--- VORLIEGENDER TEXTAUSZUG ---

Editorial
Als die Welt noch klar geordnet war, teilten einfache Kategorien die einzelnen Bereiche des Lebens ein. Der Alltag beispielsweise gliederte sich in Arbeit und Freizeit. Die beiden Antipoden brauchten einander, um ihre eigene Bedeutung durch den Ausschluss des Gegenteils zu untermauern. Neben der Arbeitszeit im Büro gab es den Feierabend, neben dem Geldverdienen den Urlaub und die Familie. Und als Ausgleich zum Lohnerwerb gab es Freunde und Hobbys. Alles kam zu seiner Zeit dran, alle Bereiche hatten einen festen Platz im klar regulierten und strukturierten Tagesrhythmus. Und sie alle waren entweder der Arbeit oder der Freizeit zuzuordnen. Ein Dazwischen war nicht vorgesehen.

--- INHALT DES DATENSATZES ---

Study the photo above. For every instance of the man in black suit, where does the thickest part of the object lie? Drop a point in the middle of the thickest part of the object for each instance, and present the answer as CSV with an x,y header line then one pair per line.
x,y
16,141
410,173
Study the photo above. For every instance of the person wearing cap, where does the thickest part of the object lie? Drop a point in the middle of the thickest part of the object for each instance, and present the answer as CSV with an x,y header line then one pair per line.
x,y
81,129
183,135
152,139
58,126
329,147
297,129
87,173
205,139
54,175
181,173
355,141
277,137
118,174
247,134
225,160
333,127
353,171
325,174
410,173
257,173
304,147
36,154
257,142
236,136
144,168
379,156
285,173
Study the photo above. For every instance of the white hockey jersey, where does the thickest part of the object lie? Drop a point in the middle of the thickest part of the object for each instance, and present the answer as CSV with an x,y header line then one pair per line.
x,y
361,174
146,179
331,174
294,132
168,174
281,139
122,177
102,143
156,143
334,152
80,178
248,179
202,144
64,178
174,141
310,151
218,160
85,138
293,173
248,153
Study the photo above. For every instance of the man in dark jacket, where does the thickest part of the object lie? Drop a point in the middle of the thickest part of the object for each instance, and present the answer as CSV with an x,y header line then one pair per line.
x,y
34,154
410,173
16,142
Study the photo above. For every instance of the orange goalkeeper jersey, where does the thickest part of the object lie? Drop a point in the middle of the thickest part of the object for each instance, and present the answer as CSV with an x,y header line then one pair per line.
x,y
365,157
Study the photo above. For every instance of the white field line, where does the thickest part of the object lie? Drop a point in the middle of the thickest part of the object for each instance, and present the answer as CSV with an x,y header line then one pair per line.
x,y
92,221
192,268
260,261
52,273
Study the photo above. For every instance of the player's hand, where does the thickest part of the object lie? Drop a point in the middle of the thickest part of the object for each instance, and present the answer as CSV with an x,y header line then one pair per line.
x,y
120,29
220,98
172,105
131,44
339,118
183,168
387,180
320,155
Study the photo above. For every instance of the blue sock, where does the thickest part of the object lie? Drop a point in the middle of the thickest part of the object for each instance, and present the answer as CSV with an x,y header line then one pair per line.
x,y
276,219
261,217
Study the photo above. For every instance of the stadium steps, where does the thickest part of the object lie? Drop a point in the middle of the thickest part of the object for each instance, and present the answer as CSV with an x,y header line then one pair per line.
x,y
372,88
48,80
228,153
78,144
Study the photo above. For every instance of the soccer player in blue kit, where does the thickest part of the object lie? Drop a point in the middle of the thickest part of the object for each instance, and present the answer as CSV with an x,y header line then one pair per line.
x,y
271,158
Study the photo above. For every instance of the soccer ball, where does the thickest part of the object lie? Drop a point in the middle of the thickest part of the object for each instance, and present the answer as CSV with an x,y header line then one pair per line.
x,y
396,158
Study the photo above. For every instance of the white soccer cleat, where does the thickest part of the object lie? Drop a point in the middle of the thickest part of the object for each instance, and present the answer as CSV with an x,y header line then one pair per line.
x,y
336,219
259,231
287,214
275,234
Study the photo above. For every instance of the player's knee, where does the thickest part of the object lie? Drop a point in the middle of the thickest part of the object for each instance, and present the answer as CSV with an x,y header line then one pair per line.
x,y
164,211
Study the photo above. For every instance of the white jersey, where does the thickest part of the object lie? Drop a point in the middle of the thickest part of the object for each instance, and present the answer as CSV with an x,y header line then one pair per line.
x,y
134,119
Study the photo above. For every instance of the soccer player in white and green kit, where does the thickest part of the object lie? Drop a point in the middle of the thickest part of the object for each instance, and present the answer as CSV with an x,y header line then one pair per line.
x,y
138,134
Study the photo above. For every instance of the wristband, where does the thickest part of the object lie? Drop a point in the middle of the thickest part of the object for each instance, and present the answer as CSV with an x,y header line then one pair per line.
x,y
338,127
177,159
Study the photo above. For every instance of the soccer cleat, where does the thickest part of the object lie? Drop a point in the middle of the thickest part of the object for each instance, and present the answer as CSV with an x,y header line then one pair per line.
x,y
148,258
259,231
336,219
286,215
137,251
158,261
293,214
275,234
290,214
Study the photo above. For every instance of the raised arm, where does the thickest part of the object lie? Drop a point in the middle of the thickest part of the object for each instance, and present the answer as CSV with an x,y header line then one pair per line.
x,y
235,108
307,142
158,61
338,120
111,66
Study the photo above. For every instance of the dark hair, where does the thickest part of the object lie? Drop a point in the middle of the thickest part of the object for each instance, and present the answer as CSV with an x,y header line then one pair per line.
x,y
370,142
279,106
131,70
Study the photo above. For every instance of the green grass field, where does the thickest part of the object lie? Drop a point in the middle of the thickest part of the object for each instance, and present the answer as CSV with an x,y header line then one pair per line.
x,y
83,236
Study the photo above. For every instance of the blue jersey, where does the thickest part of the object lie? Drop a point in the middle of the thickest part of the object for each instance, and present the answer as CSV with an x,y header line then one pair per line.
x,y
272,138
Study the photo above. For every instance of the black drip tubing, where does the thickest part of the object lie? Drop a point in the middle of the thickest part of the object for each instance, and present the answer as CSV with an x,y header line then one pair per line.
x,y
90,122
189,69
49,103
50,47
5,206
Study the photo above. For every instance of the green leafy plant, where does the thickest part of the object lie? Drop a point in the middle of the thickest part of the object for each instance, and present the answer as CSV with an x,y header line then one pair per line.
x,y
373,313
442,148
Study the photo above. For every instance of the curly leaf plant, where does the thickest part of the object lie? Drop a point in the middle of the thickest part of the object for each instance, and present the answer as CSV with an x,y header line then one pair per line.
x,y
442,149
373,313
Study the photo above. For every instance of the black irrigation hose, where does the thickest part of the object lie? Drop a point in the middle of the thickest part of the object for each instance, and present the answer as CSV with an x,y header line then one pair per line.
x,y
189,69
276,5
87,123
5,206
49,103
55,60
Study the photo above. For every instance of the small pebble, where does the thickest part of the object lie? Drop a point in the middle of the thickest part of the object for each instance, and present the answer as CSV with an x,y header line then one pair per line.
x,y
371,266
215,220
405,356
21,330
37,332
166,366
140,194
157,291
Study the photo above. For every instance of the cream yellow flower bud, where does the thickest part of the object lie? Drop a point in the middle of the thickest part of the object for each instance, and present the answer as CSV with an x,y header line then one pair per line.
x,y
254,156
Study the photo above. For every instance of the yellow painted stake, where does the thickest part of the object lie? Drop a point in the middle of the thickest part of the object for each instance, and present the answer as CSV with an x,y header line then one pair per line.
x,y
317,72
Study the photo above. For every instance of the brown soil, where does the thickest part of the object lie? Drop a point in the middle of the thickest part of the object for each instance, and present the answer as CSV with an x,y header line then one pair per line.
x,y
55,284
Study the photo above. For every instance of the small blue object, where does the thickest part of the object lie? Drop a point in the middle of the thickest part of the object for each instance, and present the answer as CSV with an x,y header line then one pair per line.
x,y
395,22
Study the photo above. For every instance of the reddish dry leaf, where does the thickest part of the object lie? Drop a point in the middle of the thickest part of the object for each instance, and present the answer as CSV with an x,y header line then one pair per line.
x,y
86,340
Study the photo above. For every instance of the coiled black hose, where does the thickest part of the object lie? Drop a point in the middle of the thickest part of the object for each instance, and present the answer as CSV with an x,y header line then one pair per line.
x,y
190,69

---

AUFGABENLISTE:
(a) In welche zwei Bereiche gliederte sich der Alltag laut dem Text über Arbeit und Freizeit?
(b) Zählen Sie alles auf, was der Text über Arbeit und Freizeit neben oder als Ausgleich zur Arbeit nennt.
(c) Schreiben Sie den Text über Arbeit und Freizeit im Anschluss an seinen letzten Satz weiter.

ANTWORTEN:
(a) In Arbeit und Freizeit.

(b) Feierabend, Urlaub, Familie, Freunde, Hobbys

(c)
Manchmal könnte man neidisch werden auf solch klare Verhältnisse, denn es gibt sie nicht mehr. Die Kategorien Arbeit und Freizeit haben sich so weit aufgelöst, dass aus ehemaligen Widersprüchen gute Freunde geworden sind, die sich gegenseitig austauschen und voneinander lernen. Das Konzept der Arbeit ist mit dem der Freizeit eng verknüpft. Kaum einem fällt das Wohlfühlmenü in der Kantine noch als solches auf. Manche Arbeitgeber bieten ihren Mitarbeitern sogar Entspannungsräume und Ruhezonen. Sportvereine oder Fitnessstudios schaffen optimale Voraussetzungen für die Arbeit am Körper - auch die Freizeit braucht heute Leistungseinheiten. Freunde und Kollegen sind meist dieselben, Freizeit- und Berufsinteressen gehen ineinander über. Aus der Erwerbstätigkeit ist eine umfassende Lebensidee geworden, die sich der Belange der Freizeit angenommen hat. Zwar gibt es die klassische Definition von Arbeit kaum mehr, aber das Prinzip Freizeit ist allgegenwärtig.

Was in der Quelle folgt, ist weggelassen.